▶ THE REQUEST
In the records below, give the lines from the one containing "Retail shelf audit: highlight the bird so" up to and including the one containing "[36,8,350,241]" again, with "planogram compliance" renamed to "shelf layout accuracy" and nothing else changed.

====== MATERIAL PROVIDED ======

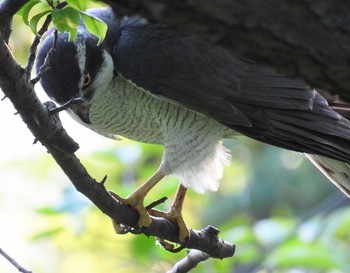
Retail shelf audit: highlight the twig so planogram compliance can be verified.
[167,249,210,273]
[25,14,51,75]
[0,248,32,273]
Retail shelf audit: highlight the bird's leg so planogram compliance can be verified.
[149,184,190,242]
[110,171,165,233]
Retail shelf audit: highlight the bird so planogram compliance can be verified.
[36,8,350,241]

======
====== MATERIAL PROVIDED ======

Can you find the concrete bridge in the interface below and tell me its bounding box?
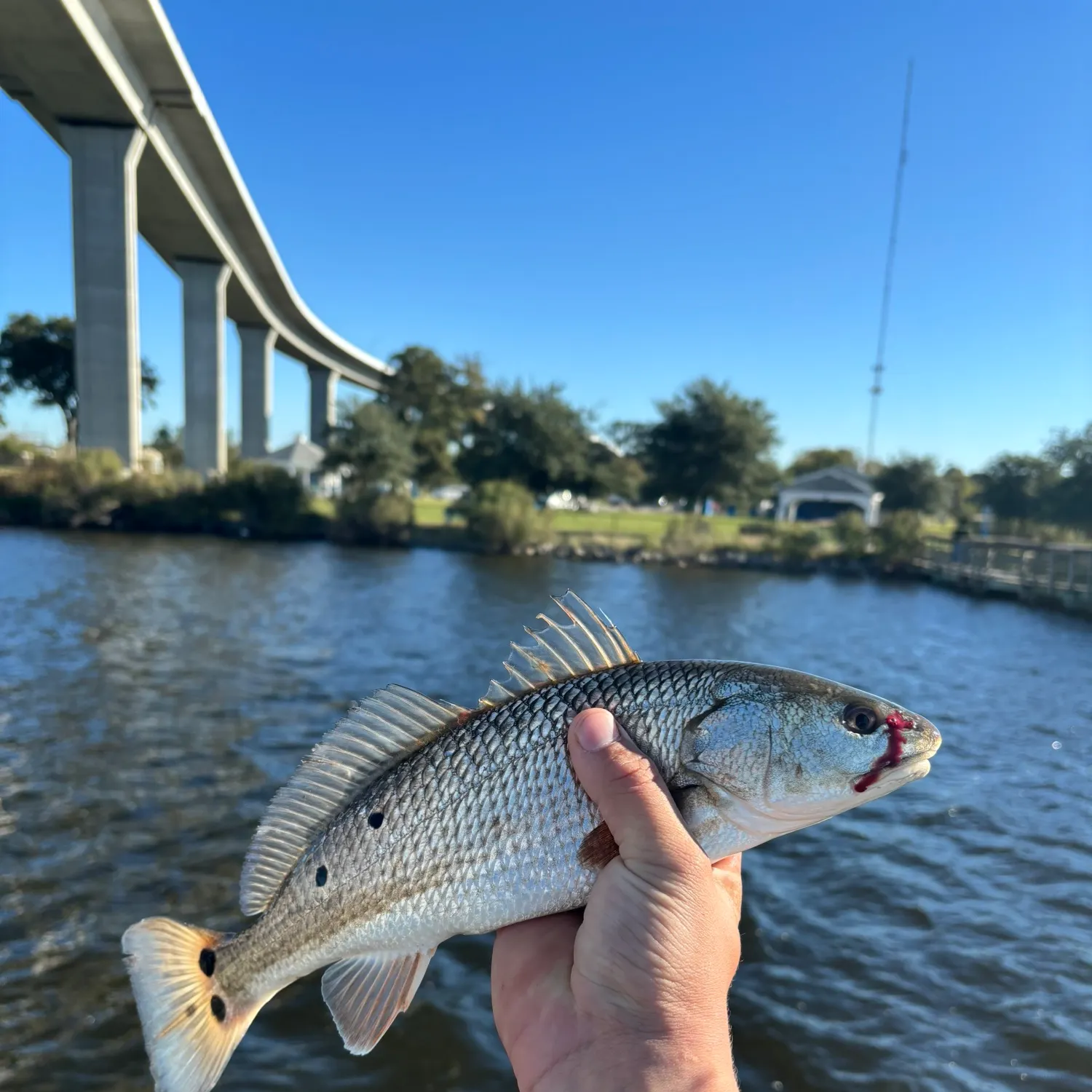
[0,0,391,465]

======

▶ ANSWER TO THE PROBLEM
Retail shelf audit: highlight the bird so shelf layout accuracy can be verified.
[36,8,350,241]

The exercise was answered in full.